- **PROVIDED TEXT**
*****

They can be found in every contemporary war zone – daredevil journalists, amoral mercenaries, and assorted foreign do-gooders. Some go seeking adventure, some are addicted to warfare, and others are plagued by liberal guilt over the geopolitical sins of western powers. Their stories are told vividly in the new novel by Deni Ellis Béchard, best known for his 2006 novel Vandal Love, which won the Commonwealth Writers’ Prize for best first book.

9781487001391The story begins in the Afghanistan city of Kabul in 2012. Three foreigners in a complicated love triangle are killed by a bomb while riding in the same car. There’s Alexandra, a Canadian human-rights worker, and two American men: Clay, the devious security contractor, and Justin, the volunteer school teacher. The remains of their Afghan driver, Idris, are not found. Did he survive? Was he responsible?

The evidence points to an attack specifically targeting the three foreigners. But why them? A Japanese-American journalist, Michiko, decides to find answers, which she then intends to use as the basis for a novel. Her journey takes her to Louisiana, where Clay and Justin were boyhood friends; to Alexandra’s native Quebec; and finally to Dubai. As Michiko digs, poignant and disturbing facts emerge about the dead trio’s pasts. They each arrived in Afghanistan having suffered trauma, and saw the country as a chance to heal, or at the very least, seek escape from their torments.

*****

- **DATASET EXTRACT**

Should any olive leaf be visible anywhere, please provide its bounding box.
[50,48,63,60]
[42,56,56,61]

*****

- **TASK REQUIREMENTS**
Please write out, word for word, the stretch of the review above from "They can be" through "Was he responsible?".

- **ANSWER TO THIS PROBLEM**
They can be found in every contemporary war zone – daredevil journalists, amoral mercenaries, and assorted foreign do-gooders. Some go seeking adventure, some are addicted to warfare, and others are plagued by liberal guilt over the geopolitical sins of western powers. Their stories are told vividly in the new novel by Deni Ellis Béchard, best known for his 2006 novel Vandal Love, which won the Commonwealth Writers’ Prize for best first book.

9781487001391The story begins in the Afghanistan city of Kabul in 2012. Three foreigners in a complicated love triangle are killed by a bomb while riding in the same car. There’s Alexandra, a Canadian human-rights worker, and two American men: Clay, the devious security contractor, and Justin, the volunteer school teacher. The remains of their Afghan driver, Idris, are not found. Did he survive? Was he responsible?